# YOUR INSTRUCTIONS
Write out each of the rows below word for word, leaving out the pictures.
>> Start PROVIDED ENTRIES
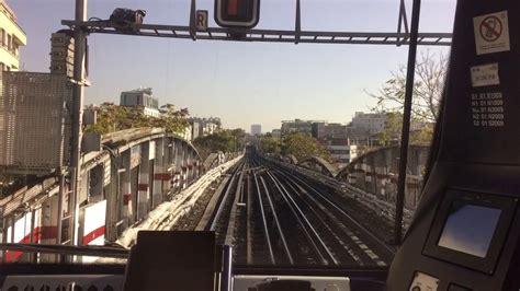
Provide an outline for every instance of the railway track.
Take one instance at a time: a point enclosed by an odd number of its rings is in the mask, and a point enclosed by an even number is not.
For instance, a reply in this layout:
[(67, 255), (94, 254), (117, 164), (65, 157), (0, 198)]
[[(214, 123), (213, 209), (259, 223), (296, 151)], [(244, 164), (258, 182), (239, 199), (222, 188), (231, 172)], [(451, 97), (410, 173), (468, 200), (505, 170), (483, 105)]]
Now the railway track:
[(394, 256), (328, 187), (255, 153), (216, 195), (204, 230), (233, 245), (235, 264), (383, 267)]

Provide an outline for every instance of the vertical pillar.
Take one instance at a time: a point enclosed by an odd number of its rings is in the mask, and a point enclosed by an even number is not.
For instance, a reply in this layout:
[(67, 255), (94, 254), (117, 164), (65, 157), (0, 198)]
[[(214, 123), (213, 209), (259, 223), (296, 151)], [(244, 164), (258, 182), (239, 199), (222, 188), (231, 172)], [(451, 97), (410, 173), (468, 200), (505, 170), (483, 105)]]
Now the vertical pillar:
[(144, 218), (148, 213), (148, 201), (150, 200), (149, 178), (150, 178), (150, 143), (146, 142), (140, 146), (140, 166), (137, 184), (137, 220)]
[[(56, 244), (58, 242), (58, 221), (59, 213), (56, 211), (59, 203), (59, 197), (53, 196), (43, 202), (42, 208), (35, 213), (35, 242), (41, 244)], [(53, 263), (56, 256), (52, 254), (41, 254), (41, 263)]]
[(156, 140), (156, 159), (154, 163), (154, 193), (152, 195), (152, 205), (155, 208), (162, 202), (162, 186), (163, 181), (168, 178), (167, 171), (165, 168), (165, 139)]
[(121, 218), (124, 220), (122, 229), (126, 229), (132, 223), (132, 191), (131, 191), (131, 151), (127, 150), (121, 154), (120, 168), (120, 194), (121, 200)]
[(111, 156), (110, 166), (105, 167), (108, 173), (104, 173), (105, 176), (110, 175), (110, 184), (106, 187), (105, 198), (106, 198), (106, 240), (110, 242), (115, 242), (117, 240), (117, 221), (121, 219), (120, 213), (120, 203), (121, 197), (120, 194), (120, 159), (118, 156)]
>> End PROVIDED ENTRIES
# THE SOLUTION
Provide an outline for every instance of the railway track.
Take one instance at a time: a point enclosed by an odd number of its rings is in the mask, and a point enclosed by an even number is not.
For instance, a reply in this layout:
[(67, 255), (94, 254), (117, 164), (65, 157), (0, 198)]
[[(214, 123), (213, 209), (259, 223), (296, 151)], [(244, 164), (258, 182), (239, 199), (222, 188), (231, 172)], [(451, 97), (410, 173), (468, 200), (505, 170), (483, 105)]]
Now the railway track:
[(394, 256), (328, 187), (255, 153), (216, 195), (204, 230), (233, 245), (235, 264), (383, 267)]

Provide an outline for every instance of the vertical pillar.
Take one instance at a time: a point enclosed by an odd number of its rings is in the mask, and a point enclosed by an even number is not.
For instance, a reply in this layout:
[(67, 255), (94, 254), (117, 164), (65, 157), (0, 198)]
[[(214, 123), (213, 209), (259, 223), (296, 151)], [(244, 164), (258, 182), (239, 199), (222, 188), (231, 172)], [(451, 97), (410, 173), (468, 200), (505, 170), (483, 105)]]
Now the vertical pillar:
[(144, 218), (148, 213), (148, 201), (150, 200), (149, 178), (150, 178), (150, 143), (146, 142), (140, 146), (140, 166), (137, 184), (137, 220)]
[[(56, 244), (58, 242), (58, 221), (59, 213), (56, 211), (59, 203), (59, 197), (53, 196), (43, 202), (42, 208), (35, 213), (35, 242), (41, 244)], [(53, 263), (56, 256), (52, 254), (41, 254), (41, 263)]]
[(156, 140), (156, 159), (154, 163), (154, 193), (152, 195), (152, 205), (155, 208), (162, 202), (162, 186), (163, 181), (168, 178), (167, 171), (165, 168), (165, 139)]
[(121, 218), (124, 220), (122, 229), (126, 229), (132, 223), (132, 191), (131, 191), (131, 151), (127, 150), (121, 154), (120, 168), (120, 194), (121, 200)]
[(111, 156), (110, 166), (105, 167), (108, 173), (104, 173), (105, 176), (110, 175), (110, 184), (106, 187), (105, 198), (106, 198), (106, 240), (110, 242), (115, 242), (117, 240), (117, 221), (121, 219), (120, 213), (120, 203), (121, 197), (120, 194), (120, 159), (118, 156)]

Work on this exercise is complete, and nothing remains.